▶ Given text:
About the history of the Bahá’í Community of Prague

Prague has always played an important role in the history of the Czech lands and has been a major political, cultural, spiritual and economic heart of Central Europe. Nowadays, Prague is an important European city that attracts visitors not only by the abundance of beautiful architectural gems but also by a huge number of cultural, social and political events of international importance.

No wonder that Prague is the home to the oldest Bahá’í Community in today’s Czech Republic. The first mention of the new Faith in what is now the Czech Republic took place also in Prague, in autumn 1852, in a series of articles that appeared in a German-written Prague daily ‘Prager Zeitung’.

The history of the Bahá’í Faith in Prague dates back as fas as the years immediately preceding the outbreak of the First World War.

The real blossoming of the Bahá’í Community of Prague occurred during the first Czechoslovak Republic when famous American Bahá’í teacher, esperantist and journalist, Ms. Martha Root, visited Prague for several times and helped establish and advance a flourishing Bahá’í Community there. The members of the Prague Bahá’í Community at that time consisted mainly of young active esperantists. The most prominent among these first Czech Bahá’ís from Prague were a noted esperantist, translator and linguist, Mr. Vuk Echtner, and another esperantist and translator, Mrs. Juliana Bendová. Both of them dedicated the whole of their long lives to valuable and admirable services to the development of the Bahá’í Faith in Prague and Czechoslovakia.

▶ Entries supplied:
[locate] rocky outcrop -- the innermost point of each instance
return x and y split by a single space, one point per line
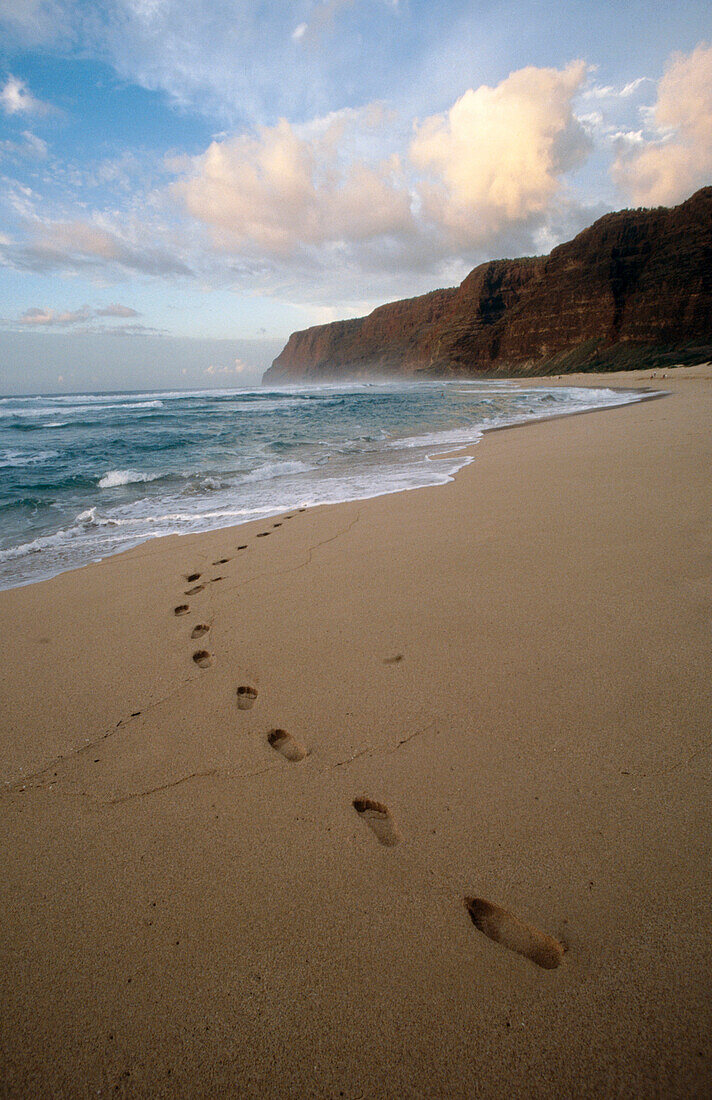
635 287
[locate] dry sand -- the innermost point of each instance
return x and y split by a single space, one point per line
515 667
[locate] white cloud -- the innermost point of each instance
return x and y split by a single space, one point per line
676 157
15 98
89 245
497 156
114 309
31 146
474 177
51 318
277 190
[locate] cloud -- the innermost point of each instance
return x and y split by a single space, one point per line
356 194
676 157
117 310
497 156
52 318
30 146
78 245
34 22
277 190
15 98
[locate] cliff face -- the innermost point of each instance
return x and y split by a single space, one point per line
635 284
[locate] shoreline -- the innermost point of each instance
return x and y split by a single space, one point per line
515 664
466 450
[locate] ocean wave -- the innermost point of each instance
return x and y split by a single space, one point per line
10 459
114 479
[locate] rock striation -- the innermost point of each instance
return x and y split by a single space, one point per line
633 288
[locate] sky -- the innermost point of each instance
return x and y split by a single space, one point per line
184 183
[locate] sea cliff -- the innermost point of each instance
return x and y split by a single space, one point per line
636 284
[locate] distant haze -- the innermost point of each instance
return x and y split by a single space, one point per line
57 363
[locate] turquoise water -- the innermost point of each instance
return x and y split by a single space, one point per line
86 475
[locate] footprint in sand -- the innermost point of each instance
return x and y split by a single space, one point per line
288 746
245 697
505 928
379 820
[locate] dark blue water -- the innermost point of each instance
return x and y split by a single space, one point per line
86 475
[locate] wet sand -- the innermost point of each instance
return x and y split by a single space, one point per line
450 838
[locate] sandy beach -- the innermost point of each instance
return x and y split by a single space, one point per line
515 667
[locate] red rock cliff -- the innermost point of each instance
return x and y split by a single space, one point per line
634 287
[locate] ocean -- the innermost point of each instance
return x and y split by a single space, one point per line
87 475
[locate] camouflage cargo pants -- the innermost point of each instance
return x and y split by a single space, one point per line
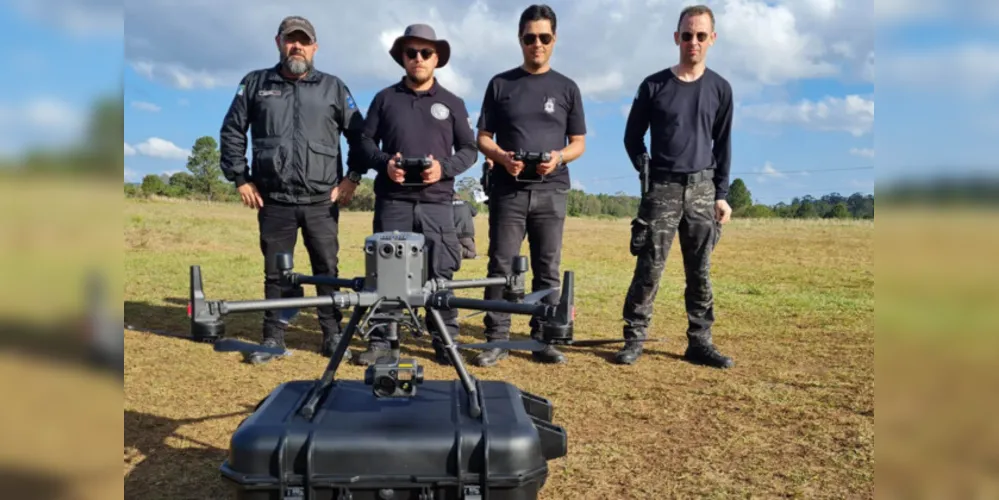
669 207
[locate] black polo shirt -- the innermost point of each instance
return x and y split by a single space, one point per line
533 112
415 124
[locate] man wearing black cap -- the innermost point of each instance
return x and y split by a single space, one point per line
418 118
295 115
536 109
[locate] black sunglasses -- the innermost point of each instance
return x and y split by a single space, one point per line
426 53
688 36
530 38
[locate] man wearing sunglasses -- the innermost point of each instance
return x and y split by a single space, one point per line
418 117
538 110
689 110
295 114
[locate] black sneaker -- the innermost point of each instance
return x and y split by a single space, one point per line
549 355
258 358
707 355
629 353
490 357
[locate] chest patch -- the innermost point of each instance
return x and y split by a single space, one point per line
440 111
549 105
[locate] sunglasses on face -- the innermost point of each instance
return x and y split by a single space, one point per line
530 38
688 36
426 53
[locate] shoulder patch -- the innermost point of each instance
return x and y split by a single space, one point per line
440 111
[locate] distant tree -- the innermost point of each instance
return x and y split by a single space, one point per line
204 167
153 184
838 211
739 197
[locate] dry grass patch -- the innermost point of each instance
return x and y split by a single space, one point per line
795 308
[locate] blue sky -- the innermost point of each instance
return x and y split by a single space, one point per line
805 121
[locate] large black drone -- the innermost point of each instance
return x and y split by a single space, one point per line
395 285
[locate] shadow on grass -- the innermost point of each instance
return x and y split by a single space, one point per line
172 465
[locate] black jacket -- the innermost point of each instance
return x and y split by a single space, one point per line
414 124
296 128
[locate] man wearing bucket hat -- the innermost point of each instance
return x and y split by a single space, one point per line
295 115
418 117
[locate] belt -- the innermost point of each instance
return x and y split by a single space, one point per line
683 178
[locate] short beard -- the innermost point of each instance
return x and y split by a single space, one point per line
414 80
296 66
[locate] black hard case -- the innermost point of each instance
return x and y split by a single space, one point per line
360 447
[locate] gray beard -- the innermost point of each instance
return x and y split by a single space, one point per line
296 66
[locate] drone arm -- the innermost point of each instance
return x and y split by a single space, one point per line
446 300
473 283
355 284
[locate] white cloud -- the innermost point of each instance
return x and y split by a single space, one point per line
42 121
145 106
853 114
161 148
85 18
972 69
606 47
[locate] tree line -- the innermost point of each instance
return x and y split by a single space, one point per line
203 180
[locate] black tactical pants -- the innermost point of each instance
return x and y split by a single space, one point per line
279 224
668 207
435 221
540 215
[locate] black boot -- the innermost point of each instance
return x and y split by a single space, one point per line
707 355
490 357
258 358
629 353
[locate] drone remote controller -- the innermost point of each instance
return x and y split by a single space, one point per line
531 161
414 168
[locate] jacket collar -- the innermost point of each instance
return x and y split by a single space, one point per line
402 87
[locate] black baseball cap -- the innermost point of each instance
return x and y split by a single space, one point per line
297 23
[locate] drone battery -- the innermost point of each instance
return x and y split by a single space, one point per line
427 446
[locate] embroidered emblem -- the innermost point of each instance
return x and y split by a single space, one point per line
440 111
550 105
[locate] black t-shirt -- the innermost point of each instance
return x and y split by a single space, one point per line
534 113
691 125
417 124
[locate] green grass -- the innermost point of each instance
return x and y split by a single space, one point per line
794 305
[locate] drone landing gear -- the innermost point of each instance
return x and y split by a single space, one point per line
325 382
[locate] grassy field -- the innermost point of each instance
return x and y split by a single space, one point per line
795 309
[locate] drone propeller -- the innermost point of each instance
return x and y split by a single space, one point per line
531 298
536 346
235 345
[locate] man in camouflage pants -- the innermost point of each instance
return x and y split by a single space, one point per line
689 109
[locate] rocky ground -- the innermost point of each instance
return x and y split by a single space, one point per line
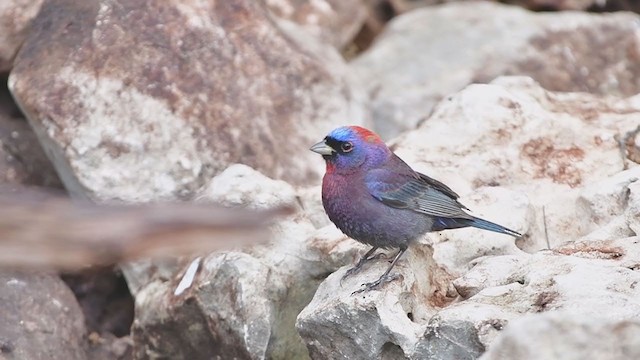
533 117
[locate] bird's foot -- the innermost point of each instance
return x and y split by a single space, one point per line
377 284
356 269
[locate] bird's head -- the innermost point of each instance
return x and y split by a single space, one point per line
350 148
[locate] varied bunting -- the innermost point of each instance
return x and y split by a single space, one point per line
377 199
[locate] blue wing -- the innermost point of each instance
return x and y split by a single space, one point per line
415 191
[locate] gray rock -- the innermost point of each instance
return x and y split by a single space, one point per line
429 53
549 150
240 303
386 323
41 319
208 84
551 336
22 160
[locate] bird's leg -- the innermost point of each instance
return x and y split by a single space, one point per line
366 257
384 278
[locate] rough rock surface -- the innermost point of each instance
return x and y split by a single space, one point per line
15 18
208 84
240 303
335 22
22 160
547 146
553 335
544 163
386 324
426 54
40 318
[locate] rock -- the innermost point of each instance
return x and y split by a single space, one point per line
384 324
566 51
542 144
545 336
225 83
545 163
22 160
240 303
587 5
500 289
40 318
335 22
15 18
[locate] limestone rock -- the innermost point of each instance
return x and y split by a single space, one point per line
240 303
381 324
208 84
545 336
545 163
40 318
429 53
514 134
15 19
22 160
500 289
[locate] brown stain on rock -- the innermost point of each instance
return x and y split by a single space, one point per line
585 59
592 250
544 300
557 164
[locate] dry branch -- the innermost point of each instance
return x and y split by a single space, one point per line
45 230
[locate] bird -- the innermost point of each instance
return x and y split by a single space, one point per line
375 198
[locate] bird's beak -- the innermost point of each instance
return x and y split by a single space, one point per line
322 148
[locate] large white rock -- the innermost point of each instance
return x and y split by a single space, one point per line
240 303
543 163
425 55
547 146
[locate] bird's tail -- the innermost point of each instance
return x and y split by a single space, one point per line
456 223
488 225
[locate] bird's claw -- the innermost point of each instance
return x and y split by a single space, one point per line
376 284
356 269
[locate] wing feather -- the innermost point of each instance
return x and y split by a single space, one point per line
415 191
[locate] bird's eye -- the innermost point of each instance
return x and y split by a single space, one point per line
346 146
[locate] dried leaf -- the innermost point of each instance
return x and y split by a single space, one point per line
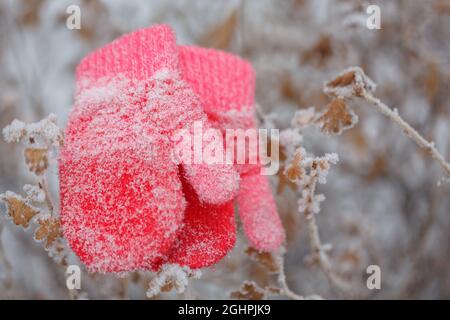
19 210
284 182
49 230
288 90
295 171
343 80
336 118
352 82
36 159
264 258
249 291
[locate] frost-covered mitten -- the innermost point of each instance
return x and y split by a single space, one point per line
225 84
121 197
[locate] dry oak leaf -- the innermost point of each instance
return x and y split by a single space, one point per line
18 209
48 230
249 291
36 160
352 82
264 258
337 117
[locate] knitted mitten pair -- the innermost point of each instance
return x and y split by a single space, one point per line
126 202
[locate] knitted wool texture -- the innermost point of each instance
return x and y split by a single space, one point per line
122 201
226 84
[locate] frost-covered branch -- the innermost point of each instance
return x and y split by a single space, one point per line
353 82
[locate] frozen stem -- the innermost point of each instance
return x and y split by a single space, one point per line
412 133
317 249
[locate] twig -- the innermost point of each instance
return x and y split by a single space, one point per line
43 184
284 288
317 248
412 133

▶ Set of tasks:
1) According to the Prague Bahá’í history, when and in what publication did the first mention of the new Faith in what is now the Czech Republic appear?
2) Carry on the account of the Prague Bahá’í Community's history, picking up after its final sentence.
The records have no connection to the history of the Prague Bahá’í Community.

▶ Answers for the tasks:
1) It appeared in autumn 1852, in a series of articles in the German-written Prague daily ‘Prager Zeitung’.

2)
Martha Root was granted official audiences with the first Presidents of Czechoslovakia, Tomáš Garrigue Masaryk and Edvard Beneš, at the Prague Castle in 1928 and 1936 respectively. During the audiences, both Presidents made very admiring statements on the Bahá’í Faith which appeared in the leading international Bahá’í magazines in 1920s and 1930s.

In 1932, Martha Root settled in Prague for 18 months. Because of Martha’s presence in Prague and the 1932 release of the Czech edition of the well-known Esslemont’s book “Bahá’u’lláh and the New Era”, a number of articles on the Bahá’í Faith appeared in Czech magazines and newspapers.

During the Nazi occupation between 1939 and 1945 all activities of the Czech Bahá’í community were ceased.

A renewal and further development of the activities of the Bahá’í community of Prague started after the Second World War. During the tough Communist regime in the early 1950s, the Bahá’í community of Prague (approx. 20 to 30 people) was enlarging. There were held regular meetings of the community and the Czech Bahá’ís were visited by several Bahá’í friends from abroad. The public activity of the Bahá’í community was not then, unlike other religious communities in Czechoslovakia, officially banned. In the latter part of 1950s, the teaching activity of the Prague Bahá’í community started spreading even to other relatively far-off parts of the Czech lands, namely to the north of Moravia in the Ostrava region. Juliana Bendová and Vuk Echtner were the chief organizers of these activities. At that time, the Prague Bahá’ís even asked the Communist authorities for an official registration as “The Spiritual Assembly Bahá’í” and for an allocation of a place for regular meetings.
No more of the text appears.